---------- Passage provided

The automaker was exploring a follow-up to the very popular compact Cherokee (XJ) models. That vehicle later was released in 1992 as the Jeep Grand Cherokee (ZJ) after Chrysler purchased AMC and its designs in 1987. Shinoda's contract included styling four different versions of the XJC (a 4-door, 2-door, and two pickup trucks). According to Shinoda, AMC product design executives entered his rented design studio without him and said his "design was 'terrible, brutal; they ordered him to destroy the clay model and return AMC's wheels and tires. However, the next day, AMC sent a crew to the design studio to confiscate his drawings and wood templates, and Shinoda was later told privately that AMC would proceed with his design. Under the terms of the contract, Shinoda was to be paid $354,000, but AMC only paid $135,000. He was placed under a non-disclosure agreement and prohibited from speaking publicly about the contract for five years. Shinoda did not protest the theft of his design until 1992, when the Grand Cherokee made its debut at Cobo Hall. Shortly before he died in 1997, Chrysler, the successor of AMC, settled with Shinoda for more than $200,000.

--------------------
---------- Supplied material

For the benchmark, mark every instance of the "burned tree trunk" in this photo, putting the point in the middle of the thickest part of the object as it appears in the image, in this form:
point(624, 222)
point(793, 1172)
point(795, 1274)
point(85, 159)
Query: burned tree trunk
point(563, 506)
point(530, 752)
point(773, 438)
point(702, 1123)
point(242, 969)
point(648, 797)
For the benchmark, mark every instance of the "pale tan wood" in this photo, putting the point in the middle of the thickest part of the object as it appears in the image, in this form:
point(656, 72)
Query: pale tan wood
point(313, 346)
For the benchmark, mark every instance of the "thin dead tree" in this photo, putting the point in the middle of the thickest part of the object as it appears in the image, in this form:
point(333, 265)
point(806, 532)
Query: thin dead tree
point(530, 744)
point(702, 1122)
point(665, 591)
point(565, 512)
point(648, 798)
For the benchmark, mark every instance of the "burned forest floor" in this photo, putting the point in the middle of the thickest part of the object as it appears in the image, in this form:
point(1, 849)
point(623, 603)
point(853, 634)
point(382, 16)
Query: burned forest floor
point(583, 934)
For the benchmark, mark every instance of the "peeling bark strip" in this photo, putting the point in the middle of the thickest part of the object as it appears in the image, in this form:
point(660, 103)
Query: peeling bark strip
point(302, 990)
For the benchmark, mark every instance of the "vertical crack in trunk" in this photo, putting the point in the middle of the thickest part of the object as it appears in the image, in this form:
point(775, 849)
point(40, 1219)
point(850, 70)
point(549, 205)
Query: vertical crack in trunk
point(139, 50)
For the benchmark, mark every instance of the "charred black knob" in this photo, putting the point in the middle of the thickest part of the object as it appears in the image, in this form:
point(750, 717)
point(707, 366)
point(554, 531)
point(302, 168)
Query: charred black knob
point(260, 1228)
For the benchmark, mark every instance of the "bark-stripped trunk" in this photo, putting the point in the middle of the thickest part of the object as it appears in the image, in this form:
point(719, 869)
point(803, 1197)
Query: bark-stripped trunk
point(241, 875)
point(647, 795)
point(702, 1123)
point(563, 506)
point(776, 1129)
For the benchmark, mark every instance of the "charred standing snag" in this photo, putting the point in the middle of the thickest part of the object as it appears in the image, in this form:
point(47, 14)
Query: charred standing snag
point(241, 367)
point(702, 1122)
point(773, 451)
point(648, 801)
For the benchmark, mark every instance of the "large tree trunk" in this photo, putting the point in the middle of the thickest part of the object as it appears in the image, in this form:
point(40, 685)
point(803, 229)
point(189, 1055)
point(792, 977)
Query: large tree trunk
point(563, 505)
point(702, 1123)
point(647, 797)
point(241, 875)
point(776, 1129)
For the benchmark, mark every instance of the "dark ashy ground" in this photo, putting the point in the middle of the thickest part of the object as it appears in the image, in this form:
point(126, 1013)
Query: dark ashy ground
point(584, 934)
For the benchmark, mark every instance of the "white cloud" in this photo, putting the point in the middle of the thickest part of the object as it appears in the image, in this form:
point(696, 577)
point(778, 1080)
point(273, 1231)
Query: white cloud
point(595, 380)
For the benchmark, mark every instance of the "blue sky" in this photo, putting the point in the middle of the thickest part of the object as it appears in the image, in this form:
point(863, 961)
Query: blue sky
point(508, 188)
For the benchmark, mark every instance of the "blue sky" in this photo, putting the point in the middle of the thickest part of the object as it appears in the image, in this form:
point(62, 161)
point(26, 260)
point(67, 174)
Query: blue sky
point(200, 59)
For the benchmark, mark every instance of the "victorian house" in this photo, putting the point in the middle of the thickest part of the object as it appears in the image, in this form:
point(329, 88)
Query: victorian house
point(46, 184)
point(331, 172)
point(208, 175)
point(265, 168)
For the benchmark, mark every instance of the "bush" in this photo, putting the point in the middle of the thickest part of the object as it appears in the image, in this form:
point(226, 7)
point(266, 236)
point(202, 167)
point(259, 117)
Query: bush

--------------------

__Actions to take__
a. Using the passage on Shinoda's Jeep design, decide whether each statement agrees with it. Answer yes or no for each and quote the deciding words. (i) AMC paid Shinoda the full $354,000 set in the contract. (ii) The Grand Cherokee debuted at Cobo Hall in 1992. (iii) Shinoda was barred from speaking publicly about the contract for ten years.
b. Pick up the passage on Shinoda's Jeep design after its last sentence and continue it.

__Answers for the tasks__
a.
(i) No: "Shinoda was to be paid $354,000, but AMC only paid $135,000."
(ii) Yes: "Shinoda did not protest the theft of his design until 1992, when the Grand Cherokee made its debut at Cobo Hall."
(iii) No: "prohibited from speaking publicly about the contract for five years."

b.
Shinoda developed kidney problems starting in 1996, yet continued to be an active designer. Before a transplant surgery could take place, he died of heart failure on 13 November 1997 at his home in Bloomfield Hills, Michigan, aged 67. His daughter, Karen, formed Team Shinoda, a tuner and performance parts company.

==Designs==
Notable designs by Larry Shinoda:

- 1959 Stingray Racer (XP-87, with Pete Brock and Bill Mitchell)
- 1960 CERV I
- 1962 Corvair Super Spyder (XP-785)
- 1962 Monza GT (XP-777)
- 1963 Monza SS (XP-797)
- 1963 Mako Shark I (XP-755)
- 1963–67 Chevrolet Corvette (C2)
- 1964 CERV II
- 1965 Mako Shark II (XP-830)
- 1965 Chaparral 2C
- 1967/68 Chevrolet Astro I (XP-842), II (XP-880)
- 1968–82 Chevrolet Corvette (C3)
- 1969/70 Boss 302 Mustang
- 1970 Ford Torino King Cobra
- 1990 Rick Mears Special Edition Corvette
- 1993 Jeep Grand Cherokee (ZJ)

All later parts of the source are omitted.